> [作業内容]:
自動分散補償システムに関する引用文のうち、「図1は、本発明の自動分散補償」で始まり「御するようにしたものである。」に至るまでの部分を、一字一句違えずに打ち直してください。
══ 引用文
図1は、本発明の自動分散補償システムの第1実施形態を示す構成図である。図1において、本自動分散補償システムは、例えば、伝送路1を伝搬した信号光を受光器(PD)3で光電変換した後に等化増幅器4で所要のレベルまで増幅して受信信号のデータ識別処理を行う光受信部について、伝送路1と受光器3の間に伝送路1で発生する波長分散とは逆の波長分散を与える公知の可変分散補償器2を設けて分散補償を行うとき、その可変分散補償器2における分散補償量を、本発明による分散モニタ技術を適用したモニタ系によりフィードバック制御するようにしたものである。
【0026】
上記のモニタ系は、例えば、分岐器10、データフリップフロップ(DFF)11、識別閾値設定回路12、遅延回路13、積分回路14および制御回路15からなる。分岐器10は、受光器3から等化増幅器4に送られる電気信号の一部をモニタ信号として取り出してDFF11に送る。DFF11は、分岐器10からのモニタ信号のレベルと識別閾値設定回路12で設定される識別閾値との比較を、クロック抽出回路7から遅延回路14を介して伝えられるクロック信号に同期したタイミングで行い、その比較結果を論理値として積分回路13に出力する。積分回路13は、DFF11から出力される論理値を時間積分して平均化し、その結果を制御回路15に出力する。制御回路15は、後述するように積分回路13からの出力信号のレベルに応じて伝送路1で生じた波長分散の変動を検出し、その変動を小さくして波長分散値が0に近づくように可変分散補償器2での分散補償量をフィードバック制御する。ここでは、上記の制御回路15が分散検出部および制御部としての機能を具備することになる。
【0027】
なお、上記の光受信部について、ここでは、等化増幅器4が前置増幅器4aおよび増幅器4bを直列に接続した構成を有し、その等化増幅器4で増幅された受信信号の一部が分岐器5で分岐されてクロック抽出回路7に送られ、クロック抽出回路7で抽出されたクロック信号に従って、識別回路6により受信信号のデータ識別処理が行われる構成例を示したが、本発明が適用可能な光受信部は上記の構成例に限られるものではない。また、伝送路1と受光器3の間に可変分散補償器2を設けるようにしたが、例えば、補償量が固定の分散補償器とその補償量の微調整を行う可変分散補償器とを組み合わせて、可変分散補償器の補償量がモニタ系によりフィードバック制御されるようにしてもよい。
【0028】
次に、本自動分散補償システムの動作について説明する。
════
══ 記録一覧
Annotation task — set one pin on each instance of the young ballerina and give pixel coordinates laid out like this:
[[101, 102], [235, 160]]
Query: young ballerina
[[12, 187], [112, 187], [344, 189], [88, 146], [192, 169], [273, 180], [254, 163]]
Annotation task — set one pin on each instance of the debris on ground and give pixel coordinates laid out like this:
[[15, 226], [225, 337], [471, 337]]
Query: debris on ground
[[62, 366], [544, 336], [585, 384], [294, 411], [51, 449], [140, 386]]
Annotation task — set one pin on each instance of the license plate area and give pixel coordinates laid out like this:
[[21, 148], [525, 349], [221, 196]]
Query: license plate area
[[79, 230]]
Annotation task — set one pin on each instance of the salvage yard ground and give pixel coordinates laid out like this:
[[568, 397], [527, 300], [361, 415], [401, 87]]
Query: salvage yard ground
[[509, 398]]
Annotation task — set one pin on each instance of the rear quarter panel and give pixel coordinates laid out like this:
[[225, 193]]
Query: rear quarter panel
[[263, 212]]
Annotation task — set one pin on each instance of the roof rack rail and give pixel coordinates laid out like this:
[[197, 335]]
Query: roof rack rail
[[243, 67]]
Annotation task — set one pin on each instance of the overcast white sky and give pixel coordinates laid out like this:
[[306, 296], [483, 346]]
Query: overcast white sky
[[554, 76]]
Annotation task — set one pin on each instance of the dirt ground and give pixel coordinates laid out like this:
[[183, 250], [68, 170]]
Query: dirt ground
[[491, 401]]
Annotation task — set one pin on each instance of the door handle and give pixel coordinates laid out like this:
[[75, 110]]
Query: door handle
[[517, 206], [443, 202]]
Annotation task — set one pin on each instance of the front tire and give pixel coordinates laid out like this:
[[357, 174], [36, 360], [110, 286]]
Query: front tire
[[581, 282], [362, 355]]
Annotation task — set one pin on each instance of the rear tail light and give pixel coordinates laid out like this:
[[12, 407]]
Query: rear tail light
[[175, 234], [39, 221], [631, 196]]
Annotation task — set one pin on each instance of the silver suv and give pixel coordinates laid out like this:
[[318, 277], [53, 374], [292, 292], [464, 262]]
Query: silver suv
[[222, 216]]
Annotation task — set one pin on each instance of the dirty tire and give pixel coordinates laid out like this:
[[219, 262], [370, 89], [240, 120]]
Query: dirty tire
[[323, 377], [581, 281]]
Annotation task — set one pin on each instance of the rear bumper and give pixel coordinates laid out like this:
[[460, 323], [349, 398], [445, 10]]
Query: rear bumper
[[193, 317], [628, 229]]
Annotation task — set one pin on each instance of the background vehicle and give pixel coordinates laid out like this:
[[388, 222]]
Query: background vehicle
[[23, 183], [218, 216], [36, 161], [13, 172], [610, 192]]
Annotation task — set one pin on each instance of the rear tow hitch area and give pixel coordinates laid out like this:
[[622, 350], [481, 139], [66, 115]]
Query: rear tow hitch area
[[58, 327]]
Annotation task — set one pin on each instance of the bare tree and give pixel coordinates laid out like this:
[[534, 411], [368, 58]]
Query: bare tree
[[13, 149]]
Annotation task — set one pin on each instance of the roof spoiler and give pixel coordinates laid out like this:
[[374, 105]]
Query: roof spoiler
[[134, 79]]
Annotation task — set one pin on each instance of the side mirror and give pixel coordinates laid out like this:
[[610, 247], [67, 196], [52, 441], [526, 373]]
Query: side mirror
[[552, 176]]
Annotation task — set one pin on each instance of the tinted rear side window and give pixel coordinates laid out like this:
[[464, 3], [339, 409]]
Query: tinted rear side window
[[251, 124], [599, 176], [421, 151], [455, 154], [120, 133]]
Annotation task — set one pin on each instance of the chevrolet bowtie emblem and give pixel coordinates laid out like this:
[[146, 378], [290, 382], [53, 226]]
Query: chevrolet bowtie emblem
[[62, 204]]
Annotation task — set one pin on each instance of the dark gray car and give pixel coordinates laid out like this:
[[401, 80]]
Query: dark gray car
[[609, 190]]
════
> [期待される回答]:
図1は、本発明の自動分散補償システムの第1実施形態を示す構成図である。図1において、本自動分散補償システムは、例えば、伝送路1を伝搬した信号光を受光器(PD)3で光電変換した後に等化増幅器4で所要のレベルまで増幅して受信信号のデータ識別処理を行う光受信部について、伝送路1と受光器3の間に伝送路1で発生する波長分散とは逆の波長分散を与える公知の可変分散補償器2を設けて分散補償を行うとき、その可変分散補償器2における分散補償量を、本発明による分散モニタ技術を適用したモニタ系によりフィードバック制御するようにしたものである。